■ **Data extracted from a collection**
○ ○ ○
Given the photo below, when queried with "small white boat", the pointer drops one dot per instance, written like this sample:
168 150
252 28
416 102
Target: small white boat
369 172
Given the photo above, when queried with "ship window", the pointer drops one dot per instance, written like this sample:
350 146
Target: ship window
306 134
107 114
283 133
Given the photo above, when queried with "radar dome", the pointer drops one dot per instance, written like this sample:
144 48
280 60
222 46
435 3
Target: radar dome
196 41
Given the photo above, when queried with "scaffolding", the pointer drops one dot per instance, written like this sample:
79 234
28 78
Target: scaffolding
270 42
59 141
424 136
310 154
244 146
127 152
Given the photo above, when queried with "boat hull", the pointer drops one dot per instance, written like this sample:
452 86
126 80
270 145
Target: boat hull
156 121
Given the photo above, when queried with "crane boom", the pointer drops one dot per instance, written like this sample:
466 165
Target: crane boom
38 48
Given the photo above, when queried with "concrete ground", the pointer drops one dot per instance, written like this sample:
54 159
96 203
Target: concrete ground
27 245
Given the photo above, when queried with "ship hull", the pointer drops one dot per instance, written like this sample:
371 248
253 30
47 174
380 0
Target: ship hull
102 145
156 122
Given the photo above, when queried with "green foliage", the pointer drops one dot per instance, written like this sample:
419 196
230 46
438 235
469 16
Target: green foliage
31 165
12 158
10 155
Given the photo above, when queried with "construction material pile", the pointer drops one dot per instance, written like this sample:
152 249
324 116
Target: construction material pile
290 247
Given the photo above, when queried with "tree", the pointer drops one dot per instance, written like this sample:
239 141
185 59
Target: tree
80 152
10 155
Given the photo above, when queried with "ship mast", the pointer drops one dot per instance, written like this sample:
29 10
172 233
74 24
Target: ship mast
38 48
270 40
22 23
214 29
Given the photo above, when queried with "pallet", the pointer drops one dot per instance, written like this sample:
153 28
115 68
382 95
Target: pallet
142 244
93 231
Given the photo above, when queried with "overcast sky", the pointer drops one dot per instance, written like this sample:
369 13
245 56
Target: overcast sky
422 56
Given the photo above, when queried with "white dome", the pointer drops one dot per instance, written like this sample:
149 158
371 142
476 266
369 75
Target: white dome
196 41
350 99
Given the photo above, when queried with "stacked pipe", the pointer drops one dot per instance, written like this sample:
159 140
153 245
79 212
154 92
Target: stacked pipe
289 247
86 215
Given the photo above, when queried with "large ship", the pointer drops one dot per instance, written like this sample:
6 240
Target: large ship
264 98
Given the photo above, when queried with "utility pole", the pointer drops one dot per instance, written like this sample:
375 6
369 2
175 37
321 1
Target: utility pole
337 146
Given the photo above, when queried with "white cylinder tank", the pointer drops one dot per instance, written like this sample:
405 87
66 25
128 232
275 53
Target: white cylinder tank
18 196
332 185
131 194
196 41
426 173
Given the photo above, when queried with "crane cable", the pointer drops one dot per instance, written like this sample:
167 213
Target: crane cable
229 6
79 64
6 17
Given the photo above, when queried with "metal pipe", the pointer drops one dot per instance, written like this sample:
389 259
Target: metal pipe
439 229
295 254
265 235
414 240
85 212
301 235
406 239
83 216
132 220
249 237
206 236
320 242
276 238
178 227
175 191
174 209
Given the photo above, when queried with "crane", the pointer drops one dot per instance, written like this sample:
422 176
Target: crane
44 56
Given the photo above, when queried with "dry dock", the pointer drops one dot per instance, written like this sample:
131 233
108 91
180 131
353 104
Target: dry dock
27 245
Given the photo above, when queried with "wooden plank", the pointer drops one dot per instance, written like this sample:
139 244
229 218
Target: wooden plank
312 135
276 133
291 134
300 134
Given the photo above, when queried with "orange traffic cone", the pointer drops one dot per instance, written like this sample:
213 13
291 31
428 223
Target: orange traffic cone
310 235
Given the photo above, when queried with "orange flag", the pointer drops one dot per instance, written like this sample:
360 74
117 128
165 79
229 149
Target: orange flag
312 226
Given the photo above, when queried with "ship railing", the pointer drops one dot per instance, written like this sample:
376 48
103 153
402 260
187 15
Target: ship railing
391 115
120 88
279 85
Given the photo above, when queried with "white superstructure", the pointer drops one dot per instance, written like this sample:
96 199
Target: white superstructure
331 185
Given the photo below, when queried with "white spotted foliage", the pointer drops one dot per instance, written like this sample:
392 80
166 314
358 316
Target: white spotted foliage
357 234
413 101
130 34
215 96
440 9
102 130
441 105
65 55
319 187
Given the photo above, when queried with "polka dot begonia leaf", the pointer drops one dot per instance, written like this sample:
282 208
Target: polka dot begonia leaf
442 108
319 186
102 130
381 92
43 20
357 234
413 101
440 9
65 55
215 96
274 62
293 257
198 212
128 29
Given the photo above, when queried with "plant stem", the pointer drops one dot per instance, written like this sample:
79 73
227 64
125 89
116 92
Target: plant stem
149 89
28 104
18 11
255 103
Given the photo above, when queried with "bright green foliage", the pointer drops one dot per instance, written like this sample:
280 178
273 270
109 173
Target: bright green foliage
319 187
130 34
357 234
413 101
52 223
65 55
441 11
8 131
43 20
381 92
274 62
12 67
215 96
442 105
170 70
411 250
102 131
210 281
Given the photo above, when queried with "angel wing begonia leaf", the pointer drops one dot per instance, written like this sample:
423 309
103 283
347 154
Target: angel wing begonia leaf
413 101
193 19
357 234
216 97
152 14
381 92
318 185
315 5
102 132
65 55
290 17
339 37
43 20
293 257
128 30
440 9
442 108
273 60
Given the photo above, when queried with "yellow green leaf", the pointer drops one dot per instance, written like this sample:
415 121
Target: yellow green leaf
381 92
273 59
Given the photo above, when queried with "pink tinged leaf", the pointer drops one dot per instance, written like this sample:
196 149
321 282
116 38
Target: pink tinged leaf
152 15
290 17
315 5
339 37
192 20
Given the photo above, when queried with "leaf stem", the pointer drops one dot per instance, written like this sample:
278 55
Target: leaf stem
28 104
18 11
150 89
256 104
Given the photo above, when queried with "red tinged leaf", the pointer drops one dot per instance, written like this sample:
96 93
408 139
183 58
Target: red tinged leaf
○ ○ ○
■ **Task statement**
Copy every record above exactly as it appears.

■ **Final result**
Given the photo below, when queried with "small white boat", the pointer drops one dot per instance, written like this sample:
168 150
252 28
416 102
Target: small white boat
369 172
Given the photo above, when queried with "ship window", the pointer drops one dot per instance, written like this sample:
350 146
Target: ship window
306 134
107 114
283 133
Given the photo above, when queried with "radar dome", the pointer drops one dot per instance, written like this sample:
144 48
280 60
222 46
435 3
Target: radar dome
196 41
Given the photo above, when queried with "scaffolding", the pointer drops one dot per instance, written like this sample:
79 234
28 78
Target: scaffolding
270 42
59 141
424 136
310 154
244 146
127 152
Given the photo above, when queried with "boat hull", the pointer drops one dot per instance, written like this sample:
452 86
126 80
270 145
Target: boat hull
156 121
Given the photo above, when queried with "crane boom", the pointer drops one dot per instance, written like this sample:
466 165
Target: crane boom
38 48
Given the photo above, when queried with "concrete ground", the pointer drops one dot per instance, written like this sample:
54 159
96 203
Target: concrete ground
27 245
Given the photo above, when queried with "ship hull", the pointer drops one dot per instance, written like this sample:
371 248
253 30
47 174
380 0
Target: ship hull
102 145
156 122
Given the photo above, when queried with "green foliage", the pointer drops one dot per instance, written like this sample:
419 196
230 46
438 235
469 16
Target: green foliage
31 165
12 158
10 155
Given the photo above, when queried with "construction material pile", the pointer drops one dot per instance, written like this sample:
152 249
324 116
Target: construction material pile
290 247
Given the photo above, when queried with "tree", the pointer drops one dot per instance, written like this sample:
239 141
185 59
Target: tree
80 152
10 155
Given the photo above, when queried with "ship mast", the pointer drops one dot per instance, written like this sample:
29 10
172 233
74 24
Target: ship mast
38 48
270 40
22 23
214 29
Given the photo above, when queried with "pallet", the pointer drops one dot per instance, written like this sample:
153 28
115 68
382 95
Target: pallet
142 244
93 231
Given the photo above, when queried with "overcast sky", the pointer drops one dot per instance, written like this sample:
369 13
245 56
Target: overcast sky
422 56
Given the photo above, when queried with "white dome", the pointer drops one dot per instance, written like this sample:
149 158
371 142
476 266
369 75
Target: white dome
196 41
350 99
Given the photo above, when queried with "stacked pipe", the pointer drops one dot per instance, written like this sample:
159 140
153 245
79 212
154 92
Target: stacked pipe
289 247
86 215
Given the photo above, when queried with "large ship", the pointer drops one dot per instance, written like this sample:
6 240
Target: large ship
264 98
Given the photo above, when queried with "utility pole", the pointer drops one dot per instance, written like this sample:
375 6
369 2
175 37
321 1
Target: utility pole
337 146
Given the photo above, when queried with "white cylinder tank", the pointer drops one dot per instance, written like this sample:
405 87
66 25
128 232
275 53
Target: white cylinder tank
18 196
332 185
131 194
196 41
426 173
Given the photo above, when queried with "crane cable", the pointer drops one dot per instance, written like this sample:
167 213
Target: crane cable
229 6
79 64
6 17
Given the photo above, when queried with "metal pipe", the pointer drops one dot per instance, written like this sample:
389 259
Target: metal pipe
439 229
295 254
265 235
414 240
85 212
301 235
406 239
83 216
132 220
249 237
206 236
320 242
276 238
178 227
175 191
174 209
Given the photo above, when queried with "crane", the pointer drops one dot per instance, written like this sample:
422 176
Target: crane
44 56
Given the photo above, when queried with "dry dock", the pointer drops one dot per instance, written like this sample:
131 233
108 91
180 131
353 104
Target: dry dock
27 245
Given the photo above, when queried with "wooden plank", the pointer drops one dot per instance, written like this sample:
139 244
229 218
Target: wooden plank
312 135
276 133
291 134
300 134
Given the photo above, when queried with "orange traffic cone", the pointer drops one dot per instance, written like this sample:
213 13
291 31
428 223
Target: orange traffic cone
310 235
Given the photo above, when queried with "orange flag", the pointer drops one dot per instance, written like this sample:
360 74
117 128
165 79
229 149
Target: orange flag
312 226
Given the photo above, when queried with "ship railing", the pointer drops one dot per instance, written like this sample:
376 48
103 153
402 260
187 15
Target: ship railing
391 115
120 88
279 85
Given the photo above, when queried with "white superstructure", the pointer drops one dot per instance, written like this sample:
96 199
Target: white superstructure
331 185
Given the photo below, when queried with "white spotted foliage", the pointer drops one dot per instance, written like this sample:
392 80
166 314
358 316
Target: white spotted foliage
357 234
413 101
130 34
215 96
440 9
102 130
441 105
65 55
319 187
Given the photo above, when queried with "polka dot begonia leaf", the pointer drops one dot per instance, written like this sample:
282 208
Target: polka dot begonia leaf
442 108
319 186
102 130
381 92
43 20
357 234
413 101
440 9
65 55
215 96
274 62
293 257
198 212
128 29
Given the photo above, when queried with "plant stem", the pointer drops one dot per instance, written like this sample:
79 73
227 64
125 89
116 92
Target: plant stem
149 89
28 104
18 11
255 103
Given the photo above, when queried with "bright green foliage", the pointer drops one dot per instance, written like this sample:
280 178
273 270
109 173
Target: bright green foliage
319 187
130 34
357 234
413 101
52 223
65 55
441 11
8 131
43 20
381 92
274 62
12 67
215 96
442 105
170 70
411 250
102 131
210 281
Given the photo above, when queried with "angel wing begonia leaf", the pointer drops one dot per instance, written like this sample:
423 309
103 283
347 154
Target: angel wing begonia leaf
413 101
193 19
357 234
216 97
152 14
381 92
318 185
315 5
102 132
65 55
290 17
339 37
43 20
293 257
128 30
440 9
442 108
273 60
Given the photo above, when queried with "yellow green leaf", the pointer drops one dot per instance, written like this sample:
415 121
Target: yellow green leaf
381 92
273 59
Given the photo above, when queried with "pink tinged leaf", the pointer drops one dot per instance, written like this sample:
196 149
321 282
116 38
Target: pink tinged leaf
152 15
290 17
315 5
339 37
192 20
Given the photo above, when queried with "leaf stem", the pointer drops one dot per instance, written like this sample:
278 55
Target: leaf stem
28 104
18 11
150 89
256 104
Given the photo above, when queried with "red tinged leaf", the pointer drops one dot per instance, written like this sample:
96 93
408 139
183 58
Target: red tinged leaf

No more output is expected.